**WHAT YOU HAVE TO DO:** Write out the lines of the records from the one containing "Each instance receives one point. Mark the chain" to the very last, keeping each exactly as it is.

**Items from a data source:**
- - -

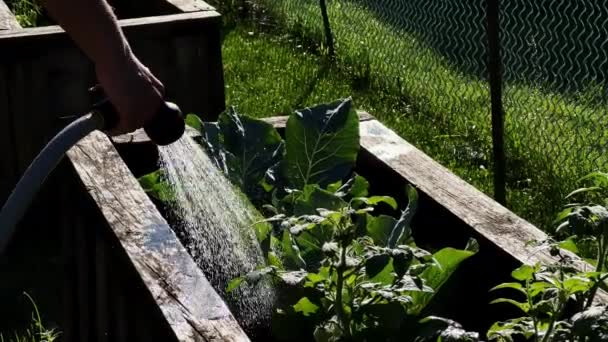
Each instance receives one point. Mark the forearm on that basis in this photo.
(93, 27)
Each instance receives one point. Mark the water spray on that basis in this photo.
(166, 127)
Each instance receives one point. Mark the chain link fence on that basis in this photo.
(432, 54)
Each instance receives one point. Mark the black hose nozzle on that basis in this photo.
(166, 126)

- - -

**RESULT OF THE TASK:**
Each instance receives one point. Mark the chain link fence on that basis in this photo.
(432, 54)
Each instance receives one point. Mark the black hose nozzle on that basis in this photo.
(166, 126)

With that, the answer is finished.